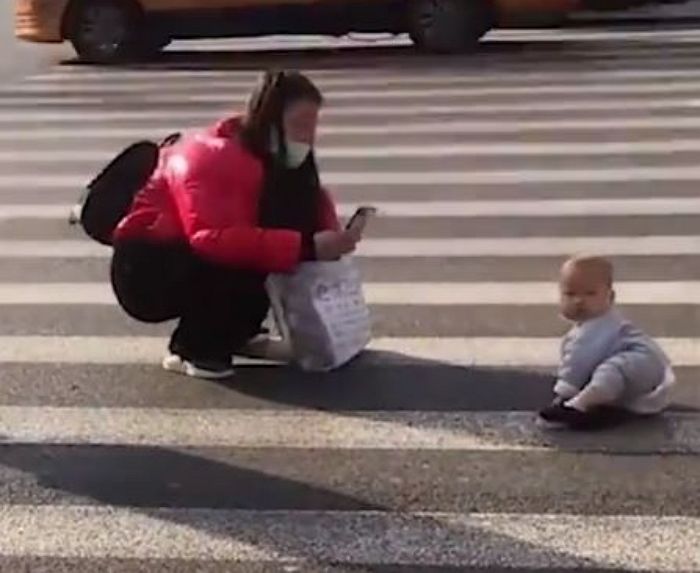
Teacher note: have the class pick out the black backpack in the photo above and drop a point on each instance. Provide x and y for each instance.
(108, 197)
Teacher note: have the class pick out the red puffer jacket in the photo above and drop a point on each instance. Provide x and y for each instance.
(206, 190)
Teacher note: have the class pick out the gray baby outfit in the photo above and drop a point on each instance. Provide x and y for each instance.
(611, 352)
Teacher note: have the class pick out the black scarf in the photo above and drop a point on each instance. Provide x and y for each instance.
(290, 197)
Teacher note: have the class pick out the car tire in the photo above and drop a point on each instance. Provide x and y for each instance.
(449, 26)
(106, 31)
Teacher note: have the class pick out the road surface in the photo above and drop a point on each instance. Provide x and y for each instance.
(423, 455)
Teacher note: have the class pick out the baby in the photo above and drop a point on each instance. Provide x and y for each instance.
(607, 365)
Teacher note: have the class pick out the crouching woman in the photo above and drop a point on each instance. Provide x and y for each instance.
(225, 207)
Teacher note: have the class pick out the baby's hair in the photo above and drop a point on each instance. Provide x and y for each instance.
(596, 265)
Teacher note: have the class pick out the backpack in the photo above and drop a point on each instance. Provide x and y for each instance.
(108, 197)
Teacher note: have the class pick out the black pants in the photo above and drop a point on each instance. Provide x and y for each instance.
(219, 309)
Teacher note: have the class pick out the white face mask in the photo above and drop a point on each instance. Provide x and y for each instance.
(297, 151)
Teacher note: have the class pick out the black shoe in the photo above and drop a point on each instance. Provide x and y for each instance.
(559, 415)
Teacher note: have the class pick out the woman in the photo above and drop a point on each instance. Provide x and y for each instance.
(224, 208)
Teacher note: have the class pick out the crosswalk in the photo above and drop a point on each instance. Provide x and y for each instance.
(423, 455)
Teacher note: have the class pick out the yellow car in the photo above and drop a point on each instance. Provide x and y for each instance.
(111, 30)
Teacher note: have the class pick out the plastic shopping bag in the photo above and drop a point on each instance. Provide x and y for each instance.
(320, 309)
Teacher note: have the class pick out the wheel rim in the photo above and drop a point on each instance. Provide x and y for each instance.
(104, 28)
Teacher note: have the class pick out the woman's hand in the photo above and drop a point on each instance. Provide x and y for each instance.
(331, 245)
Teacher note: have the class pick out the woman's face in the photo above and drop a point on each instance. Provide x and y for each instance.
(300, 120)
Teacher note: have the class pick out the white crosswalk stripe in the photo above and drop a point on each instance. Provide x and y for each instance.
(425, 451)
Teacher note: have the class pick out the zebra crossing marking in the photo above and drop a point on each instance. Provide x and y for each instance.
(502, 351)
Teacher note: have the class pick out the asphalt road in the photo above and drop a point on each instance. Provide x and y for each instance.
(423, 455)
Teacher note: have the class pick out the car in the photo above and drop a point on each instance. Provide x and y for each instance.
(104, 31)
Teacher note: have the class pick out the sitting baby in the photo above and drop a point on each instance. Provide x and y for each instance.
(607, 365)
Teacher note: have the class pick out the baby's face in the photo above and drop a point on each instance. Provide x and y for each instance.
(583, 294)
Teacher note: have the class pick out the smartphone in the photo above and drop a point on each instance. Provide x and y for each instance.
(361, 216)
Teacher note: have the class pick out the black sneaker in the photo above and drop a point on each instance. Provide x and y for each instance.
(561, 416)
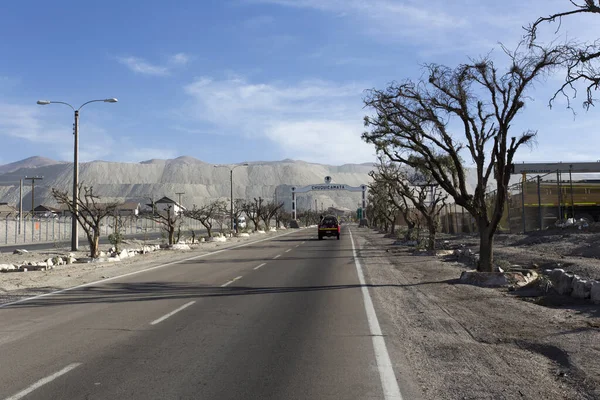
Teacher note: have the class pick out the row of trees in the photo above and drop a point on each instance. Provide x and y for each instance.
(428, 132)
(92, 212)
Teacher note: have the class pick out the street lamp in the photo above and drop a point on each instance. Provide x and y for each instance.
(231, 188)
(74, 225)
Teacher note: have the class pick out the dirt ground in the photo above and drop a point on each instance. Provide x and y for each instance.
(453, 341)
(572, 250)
- - -
- Do this: Quote every line above word for word, leaving out the pictures.

- Finished task:
Teacher note: have the class pick out the black backpack in the photo above and drop a point on each instance. Provide x and y for each instance.
(108, 197)
Teacher note: have the class pick out the red puffer jacket in the photo above and drop a point on each instance. Provide x and y for each instance.
(206, 190)
Teacher note: have the class pick out the gray baby outfit in the photo above and drop a point on each instance. Provide x and y for each instance.
(611, 352)
Teacher note: have the class pick out the black scarf in the photo above and drop a point on each instance. Provide x and y for each instance.
(290, 197)
Teacher note: have the class pick out the car tire in the photo above and drop a point on each instance. Provide x and y for each instance.
(449, 26)
(106, 31)
Teacher note: have the class pick out the road surface in the photo above and drop a point on each instance. Provide x and y for each instance.
(423, 455)
Teacher note: have the class pick out the baby in the photo above and drop a point on each instance. Provide x and y for each instance.
(607, 365)
Teacher note: have the class pick out the crouching woman in the photo above and drop a point on each instance. Provide x and y for each instance.
(225, 207)
Teacher note: have the class pick out the baby's hair in the photo above and drop a point on each instance. Provide x and y for each instance.
(596, 265)
Teacher note: have the class pick out the backpack in the photo above and drop a point on each instance. Provide x and y for each instance.
(108, 197)
Teacher note: have the class pick out the black pants in the photo above and drop a point on each instance. Provide x and y for each instance.
(219, 309)
Teacher note: have the class pick out the white face mask in the photo above and drop a point on each instance. Provide x and y for each instance.
(297, 151)
Teacher note: have the class pick out the black shoe in the photo above and drop a point on each instance. Provide x and y for each instance.
(559, 415)
Teacher note: have the class pick out the woman in the photo above and drop a point on each instance. Provide x and y for each instance.
(224, 208)
Teacher note: have the class pick out the crosswalk in the photo above and drop a point on each instance. Provide x and y for each instance.
(423, 455)
Teacher note: have the class pick out the yellow car in the photo above and drop a point on each instance. Provide x and y for each instance.
(111, 30)
Teacher note: have the class pick out the plastic shopping bag in the photo above and drop a point on each instance. Provide x and y for each instance.
(320, 309)
Teacher note: have the class pick out the wheel rim in the photo above and drop a point on each instance. Provide x and y for each instance.
(104, 28)
Teacher note: have the class pick out the woman's hand in the photo above and drop a point on each instance. Provide x and y for each instance.
(331, 245)
Teacher note: have the class pick out the woman's face in the photo above and drop a point on each instance. Provide x and y for each instance.
(300, 120)
Teacher note: have the class pick out the white crosswalk stripe in the photo above and drop a point on each instance. Provide x and y for each instance.
(425, 451)
Teacher note: have the class pick out the zebra crossing marking in the photo above and drop a point on each instance. Provide x and y for each instance.
(502, 351)
Teacher note: have the class pick out the asphalt road in the photo above and drop a point on each instance. Provide x and y for each instance.
(423, 455)
Teacher note: have the class pick out the car in the photo above and drop a point on each instance. Provide x and y for each instance.
(104, 31)
Teacher note: have the class pick out the sitting baby in the photo above and drop a point on each instance. Provide x and y for each instance.
(607, 365)
Teacher note: have the class pick out the baby's face in the photo above and drop a point on each instance. Provide x and y for each instance.
(583, 294)
Teacher note: have the class pick out the smartphone in the photo above and drop a point on each instance. Provide x and y for each instance.
(361, 216)
Teacher note: have the class pick out the black sneaker in the photo above and drop a point on each instance. Provide x and y for each instance.
(561, 416)
Teacher note: have the class pick out the row of trees in the photo above and drop a point on each instance. Provide x and y for each instance.
(428, 132)
(92, 212)
Teacher note: have the class pick out the street lamp in the photo above and drop a point on each instance. Provide x and y for each instance.
(231, 188)
(74, 225)
Teacher note: have the class pick out the dirt ground in the photo above and drop a point on each instance. Provide x and y for each instance.
(453, 341)
(572, 250)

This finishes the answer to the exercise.